### STORED DATA
______

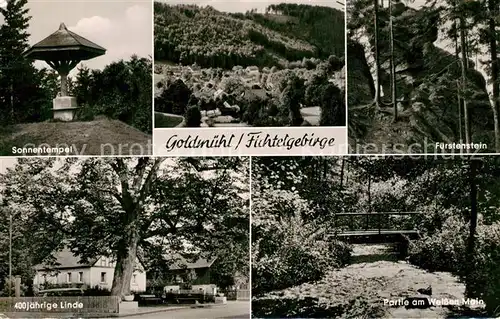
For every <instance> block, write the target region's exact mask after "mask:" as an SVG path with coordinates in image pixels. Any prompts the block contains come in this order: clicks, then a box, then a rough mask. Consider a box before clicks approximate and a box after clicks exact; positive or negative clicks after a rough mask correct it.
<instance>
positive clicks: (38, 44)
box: [24, 23, 106, 61]
mask: <svg viewBox="0 0 500 319" xmlns="http://www.w3.org/2000/svg"><path fill="white" fill-rule="evenodd" d="M105 52H106V49H105V48H103V47H101V46H100V45H98V44H95V43H94V42H92V41H90V40H87V39H85V38H84V37H82V36H80V35H78V34H76V33H74V32H72V31H70V30H68V29H67V28H66V25H65V24H64V23H61V25H60V26H59V29H58V30H57V31H56V32H54V33H52V34H51V35H49V36H48V37H46V38H45V39H43V40H42V41H40V42H38V43H37V44H35V45H33V46H32V47H31V48H29V49H28V50H27V51H26V52H25V53H24V55H25V56H27V57H30V58H32V59H37V60H48V61H51V60H88V59H92V58H95V57H97V56H100V55H103V54H104V53H105Z"/></svg>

______

Find each line in the records holding the string "instance" and show it.

For every <instance> block, write the target region's exact mask after "mask:" as an SVG path with coordinates in image pixels. Any prompts the block contains come in this order: clicks, then a box, then a rough mask. Consider a box before clicks approximate and a box after clicks exact; positive or negative clicks after a rough mask correct it.
<instance>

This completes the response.